====== Listed records ======

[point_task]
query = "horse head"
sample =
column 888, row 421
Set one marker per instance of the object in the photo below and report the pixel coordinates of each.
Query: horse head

======
====== Listed records ======

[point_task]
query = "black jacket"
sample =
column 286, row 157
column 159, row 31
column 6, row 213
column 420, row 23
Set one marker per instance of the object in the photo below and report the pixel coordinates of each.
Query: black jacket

======

→ **Problem description**
How many lines of the data contain the word "jacket"? Reply with the number alone.

→ **Task output**
2